[TASK INPUTS Boundary: Start]

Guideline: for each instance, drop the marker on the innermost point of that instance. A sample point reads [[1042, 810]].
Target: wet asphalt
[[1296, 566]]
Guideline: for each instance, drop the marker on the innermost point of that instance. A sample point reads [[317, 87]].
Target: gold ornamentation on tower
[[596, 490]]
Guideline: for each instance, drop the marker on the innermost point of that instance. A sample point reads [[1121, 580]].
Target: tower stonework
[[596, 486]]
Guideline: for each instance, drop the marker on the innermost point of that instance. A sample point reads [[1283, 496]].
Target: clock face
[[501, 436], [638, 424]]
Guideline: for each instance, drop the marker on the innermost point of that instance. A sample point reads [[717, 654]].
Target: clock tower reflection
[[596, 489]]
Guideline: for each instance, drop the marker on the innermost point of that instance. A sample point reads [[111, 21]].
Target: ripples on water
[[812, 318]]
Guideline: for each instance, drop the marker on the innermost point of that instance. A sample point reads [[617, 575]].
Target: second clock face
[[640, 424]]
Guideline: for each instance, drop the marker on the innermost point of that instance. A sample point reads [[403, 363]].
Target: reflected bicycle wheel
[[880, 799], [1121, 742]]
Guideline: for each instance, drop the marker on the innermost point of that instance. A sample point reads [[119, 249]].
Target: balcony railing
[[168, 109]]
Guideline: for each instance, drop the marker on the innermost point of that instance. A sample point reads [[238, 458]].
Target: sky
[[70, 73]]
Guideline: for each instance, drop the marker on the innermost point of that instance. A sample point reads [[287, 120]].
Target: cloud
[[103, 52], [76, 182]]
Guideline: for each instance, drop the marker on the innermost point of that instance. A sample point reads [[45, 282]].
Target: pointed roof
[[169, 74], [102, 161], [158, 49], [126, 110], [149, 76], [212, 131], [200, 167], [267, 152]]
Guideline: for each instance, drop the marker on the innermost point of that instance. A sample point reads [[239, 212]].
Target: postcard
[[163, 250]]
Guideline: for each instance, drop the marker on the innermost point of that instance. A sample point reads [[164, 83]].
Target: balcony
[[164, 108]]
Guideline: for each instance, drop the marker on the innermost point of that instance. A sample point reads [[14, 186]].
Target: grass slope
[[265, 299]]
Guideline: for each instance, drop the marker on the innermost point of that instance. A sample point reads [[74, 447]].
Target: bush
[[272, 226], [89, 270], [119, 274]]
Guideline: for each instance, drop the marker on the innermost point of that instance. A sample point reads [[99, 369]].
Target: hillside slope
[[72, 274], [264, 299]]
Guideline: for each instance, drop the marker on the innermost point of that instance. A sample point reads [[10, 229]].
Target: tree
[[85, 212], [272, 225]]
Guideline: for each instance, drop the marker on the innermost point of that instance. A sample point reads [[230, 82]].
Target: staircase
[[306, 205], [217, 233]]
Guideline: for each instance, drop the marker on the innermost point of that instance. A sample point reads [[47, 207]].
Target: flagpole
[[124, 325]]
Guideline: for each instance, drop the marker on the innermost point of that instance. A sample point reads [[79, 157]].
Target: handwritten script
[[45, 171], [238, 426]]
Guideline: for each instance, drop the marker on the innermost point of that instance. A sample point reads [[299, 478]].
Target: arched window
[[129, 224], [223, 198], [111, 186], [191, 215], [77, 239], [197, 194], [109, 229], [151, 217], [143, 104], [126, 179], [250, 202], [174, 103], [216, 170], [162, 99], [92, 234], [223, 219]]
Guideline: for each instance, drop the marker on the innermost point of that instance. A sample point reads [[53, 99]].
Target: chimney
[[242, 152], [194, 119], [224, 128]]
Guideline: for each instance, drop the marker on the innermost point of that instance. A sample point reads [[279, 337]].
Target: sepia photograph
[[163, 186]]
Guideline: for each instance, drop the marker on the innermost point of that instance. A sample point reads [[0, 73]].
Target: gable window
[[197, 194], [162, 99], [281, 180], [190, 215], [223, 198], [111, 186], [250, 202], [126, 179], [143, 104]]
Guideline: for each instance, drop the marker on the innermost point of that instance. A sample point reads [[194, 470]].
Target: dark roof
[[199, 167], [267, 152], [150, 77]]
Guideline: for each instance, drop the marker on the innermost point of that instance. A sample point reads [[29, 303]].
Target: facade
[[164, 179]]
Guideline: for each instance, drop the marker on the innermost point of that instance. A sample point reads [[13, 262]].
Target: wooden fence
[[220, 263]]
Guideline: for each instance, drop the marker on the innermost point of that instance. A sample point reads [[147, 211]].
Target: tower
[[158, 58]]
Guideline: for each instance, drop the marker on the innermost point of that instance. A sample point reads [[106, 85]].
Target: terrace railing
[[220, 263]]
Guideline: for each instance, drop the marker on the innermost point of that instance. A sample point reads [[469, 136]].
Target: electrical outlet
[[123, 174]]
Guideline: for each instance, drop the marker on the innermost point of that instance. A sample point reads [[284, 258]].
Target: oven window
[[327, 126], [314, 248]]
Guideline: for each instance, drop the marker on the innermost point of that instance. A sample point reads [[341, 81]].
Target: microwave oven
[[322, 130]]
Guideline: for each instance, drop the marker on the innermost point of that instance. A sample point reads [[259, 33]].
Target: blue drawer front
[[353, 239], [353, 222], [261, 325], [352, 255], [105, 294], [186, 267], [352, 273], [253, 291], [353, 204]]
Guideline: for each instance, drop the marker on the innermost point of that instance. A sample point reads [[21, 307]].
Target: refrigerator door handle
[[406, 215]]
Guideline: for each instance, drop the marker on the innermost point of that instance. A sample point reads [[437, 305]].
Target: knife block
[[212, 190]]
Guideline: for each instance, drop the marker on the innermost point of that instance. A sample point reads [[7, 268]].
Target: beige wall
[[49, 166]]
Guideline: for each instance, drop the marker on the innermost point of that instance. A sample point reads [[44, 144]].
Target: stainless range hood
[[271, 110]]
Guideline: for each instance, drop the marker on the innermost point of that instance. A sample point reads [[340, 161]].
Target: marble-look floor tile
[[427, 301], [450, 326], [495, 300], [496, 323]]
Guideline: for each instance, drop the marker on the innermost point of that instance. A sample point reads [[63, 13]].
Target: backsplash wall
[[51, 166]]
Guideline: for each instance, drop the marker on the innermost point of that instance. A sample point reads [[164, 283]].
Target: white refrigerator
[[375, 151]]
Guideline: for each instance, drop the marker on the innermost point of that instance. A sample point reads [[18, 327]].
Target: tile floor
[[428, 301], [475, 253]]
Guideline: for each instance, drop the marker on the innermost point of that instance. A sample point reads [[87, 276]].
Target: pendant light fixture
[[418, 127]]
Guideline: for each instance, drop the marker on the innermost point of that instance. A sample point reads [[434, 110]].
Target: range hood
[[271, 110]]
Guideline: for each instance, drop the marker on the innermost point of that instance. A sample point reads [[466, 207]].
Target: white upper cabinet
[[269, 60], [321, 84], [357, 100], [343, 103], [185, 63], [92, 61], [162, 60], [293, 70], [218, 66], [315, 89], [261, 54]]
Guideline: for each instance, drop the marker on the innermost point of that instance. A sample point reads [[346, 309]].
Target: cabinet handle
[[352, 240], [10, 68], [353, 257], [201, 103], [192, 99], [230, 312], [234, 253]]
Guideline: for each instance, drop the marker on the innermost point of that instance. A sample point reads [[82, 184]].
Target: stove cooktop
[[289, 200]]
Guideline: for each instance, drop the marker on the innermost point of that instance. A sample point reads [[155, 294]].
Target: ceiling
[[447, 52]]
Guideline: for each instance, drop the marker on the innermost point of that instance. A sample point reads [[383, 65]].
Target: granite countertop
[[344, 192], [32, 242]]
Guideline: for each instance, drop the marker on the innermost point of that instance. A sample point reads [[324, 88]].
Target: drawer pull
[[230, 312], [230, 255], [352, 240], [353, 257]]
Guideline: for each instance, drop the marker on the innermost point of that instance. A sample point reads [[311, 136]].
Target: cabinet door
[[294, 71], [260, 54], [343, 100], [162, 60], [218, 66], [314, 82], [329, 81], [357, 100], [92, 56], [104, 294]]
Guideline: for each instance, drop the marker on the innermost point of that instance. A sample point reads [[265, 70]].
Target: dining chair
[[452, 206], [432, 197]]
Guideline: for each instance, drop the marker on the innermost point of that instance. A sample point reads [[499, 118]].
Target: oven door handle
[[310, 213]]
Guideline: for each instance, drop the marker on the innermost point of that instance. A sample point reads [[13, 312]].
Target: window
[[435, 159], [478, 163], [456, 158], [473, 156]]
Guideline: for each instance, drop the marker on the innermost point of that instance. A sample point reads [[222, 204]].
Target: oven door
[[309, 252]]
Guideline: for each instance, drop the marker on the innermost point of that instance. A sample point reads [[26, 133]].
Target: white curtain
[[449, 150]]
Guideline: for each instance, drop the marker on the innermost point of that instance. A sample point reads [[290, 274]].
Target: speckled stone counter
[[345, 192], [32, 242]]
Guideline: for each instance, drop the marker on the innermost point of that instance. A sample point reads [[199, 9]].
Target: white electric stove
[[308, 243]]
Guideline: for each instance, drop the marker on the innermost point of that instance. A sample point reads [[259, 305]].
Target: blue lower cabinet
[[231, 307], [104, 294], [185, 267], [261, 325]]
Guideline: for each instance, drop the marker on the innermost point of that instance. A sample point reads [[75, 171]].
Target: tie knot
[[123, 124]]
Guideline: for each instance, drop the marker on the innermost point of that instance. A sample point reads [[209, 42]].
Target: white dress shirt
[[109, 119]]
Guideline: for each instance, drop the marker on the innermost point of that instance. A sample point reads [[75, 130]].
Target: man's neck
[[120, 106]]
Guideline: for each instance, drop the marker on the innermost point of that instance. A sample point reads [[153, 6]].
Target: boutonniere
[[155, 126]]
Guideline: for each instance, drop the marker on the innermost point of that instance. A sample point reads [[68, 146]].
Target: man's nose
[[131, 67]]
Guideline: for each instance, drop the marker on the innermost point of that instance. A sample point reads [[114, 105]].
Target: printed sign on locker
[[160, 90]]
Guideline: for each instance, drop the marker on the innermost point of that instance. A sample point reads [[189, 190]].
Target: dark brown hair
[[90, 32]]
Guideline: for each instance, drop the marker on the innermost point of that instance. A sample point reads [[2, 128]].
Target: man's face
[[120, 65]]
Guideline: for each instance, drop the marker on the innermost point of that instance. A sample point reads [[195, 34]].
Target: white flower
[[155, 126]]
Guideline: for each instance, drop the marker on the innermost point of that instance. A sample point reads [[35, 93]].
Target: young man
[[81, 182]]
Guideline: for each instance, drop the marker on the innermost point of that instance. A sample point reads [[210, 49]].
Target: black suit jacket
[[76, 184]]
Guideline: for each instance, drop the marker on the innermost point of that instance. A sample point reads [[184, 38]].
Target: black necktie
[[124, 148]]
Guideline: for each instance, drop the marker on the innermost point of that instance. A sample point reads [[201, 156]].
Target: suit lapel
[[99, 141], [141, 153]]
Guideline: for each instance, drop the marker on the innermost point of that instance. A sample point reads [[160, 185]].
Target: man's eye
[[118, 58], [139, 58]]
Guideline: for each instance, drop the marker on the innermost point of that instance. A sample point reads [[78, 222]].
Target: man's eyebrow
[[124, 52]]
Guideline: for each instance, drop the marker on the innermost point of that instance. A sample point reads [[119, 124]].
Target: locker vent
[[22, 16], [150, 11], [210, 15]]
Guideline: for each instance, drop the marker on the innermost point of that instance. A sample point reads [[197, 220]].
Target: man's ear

[TASK INPUTS Boundary: End]

*GOAL OF THE EXERCISE*. Please give back, exactly as it stands above, the stretch from the line with "Target: handwritten script" through the line with "reads [[299, 478]].", and no line outside it.

*EXPECTED OUTPUT*.
Target: handwritten script
[[45, 171], [238, 426]]
Guideline: for each instance, drop the marker on the innermost point of that instance. A sample point reads [[299, 478]].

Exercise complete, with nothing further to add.